***** DOCUMENT SECTION *****

After seeing considerable volatility in morning trading on Thursday, stocks moved mostly lower in the afternoon and ended the day in the red. A batch of largely disappointing U.S. economic data weighed on the markets, offsetting positive sentiment generated by some upbeat banking earnings.
The major averages climbed off their worst levels going into the close but remained firmly negative. The Dow dropped 68.65 points or 0.5 percent to 12,964.10, the Nasdaq fell 23.89 points or 0.8 percent to 3,007.56 and the S&P 500 slid 8.22 points or 0.6 percent to 1,376.92.
The weakness that emerged on Wall Street came as traders reacted to a slew of U.S. economic data, including a Labor Department report showing that jobless claims came in well above economist estimates in the week ended April 14th.
While jobless claims edged down to 386,000 from the previous week's revised figure of 388,000, the figure still came in well above economist estimates of 365,000.
"Discouraging news on initial jobless claims suggest job growth is slowing," said Jennifer Lee, senior economist at BMO Capital Markets. "Still growing, mind you, but at a slower pace."
The National Association of Realtors also released a report showing an unexpected drop in existing home sales in the month of March.
The report said existing home sales fell 2.6 percent to an annual rate of 4.48 million in March from an upwardly revised 4.60 million in February. The drop surprised economists, who had expected existing home sales to edge up to 4.62 million.
The Philadelphia Federal Reserve also reported that its index of regional manufacturing activity fell to 8.5 in April from 12.5 in March, although a positive reading still indicates growth. Economists had expected the index to edge down to a reading of 12.0.

*****

- REQUIRED ACTIONS -
(1) Name every stock market average whose closing figures are given in the stock market report.
(2) Output word for word the stretch of the stock market report that begins at the words "While jobless claims" and stops after "to 4.62 million.".
(3) Carry the stock market report forward with a further passage that picks up after its final sentence.
The rows below the stock market report come from a separate source.

***** DATASET CONTENT *****

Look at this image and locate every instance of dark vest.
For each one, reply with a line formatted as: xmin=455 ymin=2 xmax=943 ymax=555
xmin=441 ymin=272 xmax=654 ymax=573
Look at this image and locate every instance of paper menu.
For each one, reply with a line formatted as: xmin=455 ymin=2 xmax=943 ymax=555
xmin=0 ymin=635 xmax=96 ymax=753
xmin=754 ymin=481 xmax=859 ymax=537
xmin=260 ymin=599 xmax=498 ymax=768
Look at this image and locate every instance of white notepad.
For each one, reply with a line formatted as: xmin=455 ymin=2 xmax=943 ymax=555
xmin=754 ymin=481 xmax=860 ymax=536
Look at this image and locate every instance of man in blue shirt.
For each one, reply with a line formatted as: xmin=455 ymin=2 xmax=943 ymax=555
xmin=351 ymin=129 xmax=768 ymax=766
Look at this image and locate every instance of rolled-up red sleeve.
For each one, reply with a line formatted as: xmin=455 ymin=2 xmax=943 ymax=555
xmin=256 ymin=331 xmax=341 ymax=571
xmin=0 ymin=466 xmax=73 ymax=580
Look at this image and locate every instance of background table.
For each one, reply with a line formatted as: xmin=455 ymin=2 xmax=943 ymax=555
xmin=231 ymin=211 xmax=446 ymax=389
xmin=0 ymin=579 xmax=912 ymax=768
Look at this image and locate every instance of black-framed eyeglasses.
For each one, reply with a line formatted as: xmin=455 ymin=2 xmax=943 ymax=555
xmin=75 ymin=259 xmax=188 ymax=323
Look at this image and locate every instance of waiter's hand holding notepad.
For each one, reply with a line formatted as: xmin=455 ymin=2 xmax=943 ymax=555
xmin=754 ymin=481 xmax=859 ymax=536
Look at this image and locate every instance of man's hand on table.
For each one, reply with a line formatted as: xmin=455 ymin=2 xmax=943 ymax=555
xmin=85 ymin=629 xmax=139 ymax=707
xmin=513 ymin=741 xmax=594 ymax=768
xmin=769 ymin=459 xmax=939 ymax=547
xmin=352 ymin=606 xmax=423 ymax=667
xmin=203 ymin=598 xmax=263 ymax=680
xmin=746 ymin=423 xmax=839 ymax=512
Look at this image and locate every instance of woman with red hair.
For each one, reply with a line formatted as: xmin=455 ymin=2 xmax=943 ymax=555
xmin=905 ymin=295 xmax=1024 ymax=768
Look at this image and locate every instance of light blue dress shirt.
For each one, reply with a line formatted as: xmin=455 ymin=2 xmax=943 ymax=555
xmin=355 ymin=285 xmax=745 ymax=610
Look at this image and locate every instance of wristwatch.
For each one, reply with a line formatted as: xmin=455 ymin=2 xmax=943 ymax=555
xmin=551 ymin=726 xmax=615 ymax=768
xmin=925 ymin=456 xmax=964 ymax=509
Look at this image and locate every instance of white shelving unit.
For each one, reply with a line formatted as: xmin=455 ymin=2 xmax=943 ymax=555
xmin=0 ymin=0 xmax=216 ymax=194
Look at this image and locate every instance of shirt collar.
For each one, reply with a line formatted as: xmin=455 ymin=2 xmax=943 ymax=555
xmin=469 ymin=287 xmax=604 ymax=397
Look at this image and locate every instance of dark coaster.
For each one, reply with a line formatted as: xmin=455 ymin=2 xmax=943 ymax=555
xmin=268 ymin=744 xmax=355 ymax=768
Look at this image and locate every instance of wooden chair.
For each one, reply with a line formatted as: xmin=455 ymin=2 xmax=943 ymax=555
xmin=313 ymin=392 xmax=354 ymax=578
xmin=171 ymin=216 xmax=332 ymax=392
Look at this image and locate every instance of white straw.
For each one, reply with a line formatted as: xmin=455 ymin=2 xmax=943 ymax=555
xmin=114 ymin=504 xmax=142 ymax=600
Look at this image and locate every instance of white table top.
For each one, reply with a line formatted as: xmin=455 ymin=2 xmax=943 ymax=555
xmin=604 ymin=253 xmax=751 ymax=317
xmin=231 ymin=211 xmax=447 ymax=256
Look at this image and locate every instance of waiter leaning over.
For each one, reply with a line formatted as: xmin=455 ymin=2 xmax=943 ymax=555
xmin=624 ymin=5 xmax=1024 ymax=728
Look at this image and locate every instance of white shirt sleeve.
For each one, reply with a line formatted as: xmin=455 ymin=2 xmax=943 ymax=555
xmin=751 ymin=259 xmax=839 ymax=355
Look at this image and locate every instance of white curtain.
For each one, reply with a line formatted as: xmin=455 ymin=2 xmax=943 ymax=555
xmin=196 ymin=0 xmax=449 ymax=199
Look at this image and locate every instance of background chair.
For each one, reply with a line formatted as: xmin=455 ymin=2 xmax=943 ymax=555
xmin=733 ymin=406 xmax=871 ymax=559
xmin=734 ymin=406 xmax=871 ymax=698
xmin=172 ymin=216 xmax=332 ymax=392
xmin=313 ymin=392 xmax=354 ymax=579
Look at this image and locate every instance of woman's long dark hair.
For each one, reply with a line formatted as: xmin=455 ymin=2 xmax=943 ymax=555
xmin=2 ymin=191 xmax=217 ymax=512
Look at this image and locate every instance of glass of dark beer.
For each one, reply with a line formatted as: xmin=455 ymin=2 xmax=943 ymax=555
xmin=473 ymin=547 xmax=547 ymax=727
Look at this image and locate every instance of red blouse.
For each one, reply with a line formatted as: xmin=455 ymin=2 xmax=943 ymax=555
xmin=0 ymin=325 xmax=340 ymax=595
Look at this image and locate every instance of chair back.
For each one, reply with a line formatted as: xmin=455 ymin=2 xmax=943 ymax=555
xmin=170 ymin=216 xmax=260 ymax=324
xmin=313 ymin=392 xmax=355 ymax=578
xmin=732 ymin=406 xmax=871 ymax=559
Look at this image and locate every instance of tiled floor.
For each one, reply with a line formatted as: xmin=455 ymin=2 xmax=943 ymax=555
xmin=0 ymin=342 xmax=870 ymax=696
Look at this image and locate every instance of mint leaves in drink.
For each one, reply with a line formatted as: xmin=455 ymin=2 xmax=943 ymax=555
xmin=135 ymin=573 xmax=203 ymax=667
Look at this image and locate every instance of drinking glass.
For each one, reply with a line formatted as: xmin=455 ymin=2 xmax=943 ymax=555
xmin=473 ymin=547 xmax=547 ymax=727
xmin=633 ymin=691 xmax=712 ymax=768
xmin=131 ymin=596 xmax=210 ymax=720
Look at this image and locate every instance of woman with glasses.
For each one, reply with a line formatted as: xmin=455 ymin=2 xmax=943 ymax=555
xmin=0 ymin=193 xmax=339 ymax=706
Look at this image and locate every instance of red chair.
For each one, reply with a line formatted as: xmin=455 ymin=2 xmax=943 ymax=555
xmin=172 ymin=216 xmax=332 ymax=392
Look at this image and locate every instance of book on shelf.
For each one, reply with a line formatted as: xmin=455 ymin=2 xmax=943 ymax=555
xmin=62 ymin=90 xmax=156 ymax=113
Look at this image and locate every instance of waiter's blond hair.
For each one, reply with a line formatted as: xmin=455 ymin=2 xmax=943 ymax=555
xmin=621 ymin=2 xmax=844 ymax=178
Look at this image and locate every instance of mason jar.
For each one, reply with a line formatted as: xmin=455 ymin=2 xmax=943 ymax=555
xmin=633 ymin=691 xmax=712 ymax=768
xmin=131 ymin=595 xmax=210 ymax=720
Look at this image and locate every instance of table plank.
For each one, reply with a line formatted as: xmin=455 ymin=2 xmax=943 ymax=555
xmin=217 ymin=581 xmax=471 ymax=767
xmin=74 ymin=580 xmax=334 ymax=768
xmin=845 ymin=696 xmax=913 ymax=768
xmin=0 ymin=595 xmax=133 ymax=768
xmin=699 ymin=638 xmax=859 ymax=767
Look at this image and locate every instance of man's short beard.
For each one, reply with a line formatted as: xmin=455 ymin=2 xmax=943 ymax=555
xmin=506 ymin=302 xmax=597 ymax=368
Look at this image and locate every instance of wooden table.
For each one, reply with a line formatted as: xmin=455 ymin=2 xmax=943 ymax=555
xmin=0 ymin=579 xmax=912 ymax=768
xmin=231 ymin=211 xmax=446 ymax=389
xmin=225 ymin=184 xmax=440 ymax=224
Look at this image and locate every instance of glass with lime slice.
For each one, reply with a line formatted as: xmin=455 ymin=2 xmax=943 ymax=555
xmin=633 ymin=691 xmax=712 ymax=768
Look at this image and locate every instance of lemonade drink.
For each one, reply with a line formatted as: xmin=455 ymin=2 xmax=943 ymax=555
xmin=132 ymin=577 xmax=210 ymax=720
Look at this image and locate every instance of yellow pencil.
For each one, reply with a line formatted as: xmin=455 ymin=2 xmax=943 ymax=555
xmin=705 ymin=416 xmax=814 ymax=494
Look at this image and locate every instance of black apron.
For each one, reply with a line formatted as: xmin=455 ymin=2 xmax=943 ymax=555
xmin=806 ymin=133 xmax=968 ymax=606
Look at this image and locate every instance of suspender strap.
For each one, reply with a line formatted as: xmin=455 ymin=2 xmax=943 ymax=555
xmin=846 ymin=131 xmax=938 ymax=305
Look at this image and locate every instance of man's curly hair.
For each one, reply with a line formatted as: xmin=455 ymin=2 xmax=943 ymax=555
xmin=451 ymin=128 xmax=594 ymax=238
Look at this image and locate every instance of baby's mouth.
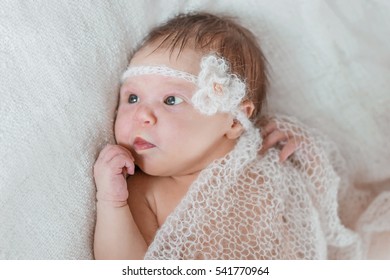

*****

- EXERCISE ANSWERS -
(1) The Dow, the Nasdaq, the S&P 500

(2)
While jobless claims edged down to 386,000 from the previous week's revised figure of 388,000, the figure still came in well above economist estimates of 365,000.
"Discouraging news on initial jobless claims suggest job growth is slowing," said Jennifer Lee, senior economist at BMO Capital Markets. "Still growing, mind you, but at a slower pace."
The National Association of Realtors also released a report showing an unexpected drop in existing home sales in the month of March.
The report said existing home sales fell 2.6 percent to an annual rate of 4.48 million in March from an upwardly revised 4.60 million in February. The drop surprised economists, who had expected existing home sales to edge up to 4.62 million.

(3)
Meanwhile, traders largely shrugged off a separate report from the Conference Board showing that its leading economic index for the U.S. increased for the sixth consecutive month in March.
The disappointing economic data overshadowed better than expected first quarter earnings from financial giants Bank of America (BAC) and Morgan Stanley (MS).
While Bank of America reported first quarter earnings of $0.03 per share compared to $0.17 per share a year ago, the results included an accounting charge of $0.28 per share. Excluding the charge, the company earned $0.31 per share versus analyst estimates for $0.12 per share.
Morgan Stanley reported a first quarter net loss of $0.06 per share but reported a profit of $0.71 per share excluding a big accounting charge. Analysts had expected the company to earn $0.44 per share.
In overseas trading, stock markets across the Asia-Pacific region turned in a mixed performance on Thursday. While Japan's Nikkei 225 Index ended the day down by 0.8 percent, Hong Kong's Hang Seng Index closed up by 1 percent.
Meanwhile, the major European markets all ended the day in the red. The U.K.'s FTSE 100 Index closed just below the unchanged line, while the German DAX Index fell by 0.9 percent and the French CAC 40 Index tumbled 2.1 percent.
In the bond market, treasuries moved to the upside on the heels of the disappointing U.S. economic data. Subsequently, the yield on the benchmark ten-year note, which moves opposite of its price, fell by 3 basis points to a one-month closing low of 1.952 percent.
Telecom stocks saw substantial weakness on the day, dragging the NYSE Arca Telecom Index down by 4.3 percent. With the loss, the index ended the session at its lowest closing level in over a month.
Qualcomm (QCOM) turned in one of the telecom sector's worst performances, tumbling by 6.6 percent after reporting better than expected second quarter results but providing disappointing guidance.
Significant weakness also emerged among transportation stocks, as reflected by the 1.4 percent loss posted by the Dow Jones Transportation Average. Union Pacific (UNP) and Con-Way (CNW) turned in two of the sector's worst performances.
Electronic storage, steel, and semiconductor stocks also posted notable losses, although selling pressure was somewhat subdued.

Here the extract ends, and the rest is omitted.